EXERCISE INPUTS
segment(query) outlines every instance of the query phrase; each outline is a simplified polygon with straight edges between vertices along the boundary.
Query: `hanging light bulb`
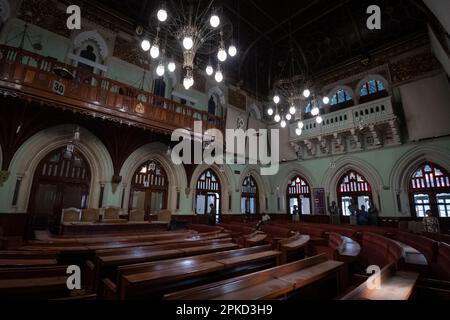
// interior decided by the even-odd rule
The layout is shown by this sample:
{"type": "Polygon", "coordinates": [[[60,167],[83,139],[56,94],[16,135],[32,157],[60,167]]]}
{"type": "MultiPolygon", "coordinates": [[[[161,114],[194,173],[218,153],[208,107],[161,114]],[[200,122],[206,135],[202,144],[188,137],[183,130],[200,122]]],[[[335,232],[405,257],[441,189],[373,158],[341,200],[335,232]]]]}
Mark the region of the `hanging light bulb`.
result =
{"type": "Polygon", "coordinates": [[[156,67],[156,74],[160,77],[164,75],[166,72],[166,69],[164,68],[164,65],[160,62],[158,66],[156,67]]]}
{"type": "Polygon", "coordinates": [[[148,50],[150,50],[150,47],[151,47],[150,41],[148,41],[147,39],[142,40],[142,42],[141,42],[142,50],[147,52],[148,50]]]}
{"type": "Polygon", "coordinates": [[[303,121],[300,121],[300,122],[298,123],[298,128],[299,128],[300,130],[302,130],[304,127],[305,127],[305,124],[303,123],[303,121]]]}
{"type": "Polygon", "coordinates": [[[216,75],[214,76],[214,79],[216,79],[216,81],[219,83],[223,81],[223,73],[220,69],[216,71],[216,75]]]}
{"type": "Polygon", "coordinates": [[[323,103],[324,104],[329,104],[330,103],[330,98],[328,98],[328,97],[323,97],[323,103]]]}
{"type": "Polygon", "coordinates": [[[323,118],[322,118],[321,116],[318,116],[318,117],[316,118],[316,122],[317,122],[318,124],[321,124],[321,123],[323,122],[323,118]]]}
{"type": "Polygon", "coordinates": [[[192,37],[184,37],[183,47],[186,50],[191,50],[193,46],[194,46],[194,40],[192,40],[192,37]]]}
{"type": "Polygon", "coordinates": [[[236,46],[231,45],[231,46],[228,48],[228,54],[230,55],[230,57],[236,56],[236,55],[237,55],[237,48],[236,48],[236,46]]]}
{"type": "Polygon", "coordinates": [[[304,96],[305,98],[309,98],[310,95],[311,95],[311,91],[310,91],[309,89],[305,89],[305,90],[303,91],[303,96],[304,96]]]}
{"type": "Polygon", "coordinates": [[[158,10],[158,13],[156,14],[158,17],[158,20],[161,22],[165,22],[167,20],[167,11],[163,8],[158,10]]]}
{"type": "Polygon", "coordinates": [[[217,28],[220,25],[220,18],[217,14],[213,14],[209,19],[209,24],[213,28],[217,28]]]}
{"type": "Polygon", "coordinates": [[[156,59],[159,57],[159,45],[157,43],[154,43],[150,49],[150,56],[153,59],[156,59]]]}
{"type": "Polygon", "coordinates": [[[280,96],[279,95],[275,95],[274,97],[273,97],[273,102],[275,102],[275,104],[279,104],[280,103],[280,96]]]}
{"type": "Polygon", "coordinates": [[[302,129],[300,129],[300,128],[297,128],[297,129],[295,129],[295,134],[296,135],[298,135],[298,136],[301,136],[302,135],[302,129]]]}
{"type": "Polygon", "coordinates": [[[192,77],[185,77],[183,79],[183,86],[186,90],[189,90],[194,85],[194,78],[192,77]]]}
{"type": "Polygon", "coordinates": [[[295,108],[294,105],[291,105],[291,107],[289,108],[289,113],[291,115],[294,115],[297,112],[297,109],[295,108]]]}
{"type": "Polygon", "coordinates": [[[286,115],[286,120],[287,120],[287,121],[291,121],[291,119],[292,119],[292,115],[291,115],[290,113],[288,113],[288,114],[286,115]]]}
{"type": "Polygon", "coordinates": [[[277,113],[274,118],[275,122],[280,122],[281,116],[277,113]]]}
{"type": "Polygon", "coordinates": [[[282,120],[281,123],[280,123],[280,126],[281,126],[282,128],[286,128],[286,125],[287,125],[286,121],[285,121],[285,120],[282,120]]]}
{"type": "Polygon", "coordinates": [[[220,62],[225,62],[227,60],[227,52],[223,47],[219,48],[219,51],[217,52],[217,59],[219,59],[220,62]]]}
{"type": "Polygon", "coordinates": [[[176,68],[177,65],[173,61],[170,61],[169,64],[167,65],[167,69],[169,69],[169,72],[174,72],[176,68]]]}
{"type": "Polygon", "coordinates": [[[272,116],[273,115],[273,109],[272,108],[267,109],[267,114],[269,116],[272,116]]]}
{"type": "Polygon", "coordinates": [[[214,69],[212,67],[212,65],[208,64],[208,66],[206,67],[206,74],[208,76],[211,76],[214,73],[214,69]]]}
{"type": "Polygon", "coordinates": [[[320,113],[320,110],[319,110],[318,107],[312,108],[311,114],[312,114],[314,117],[317,116],[317,115],[319,115],[319,113],[320,113]]]}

THE TASK
One number answers this exercise: the count of lines above in which the word "bulb" appears.

ANSWER TO THIS PROBLEM
2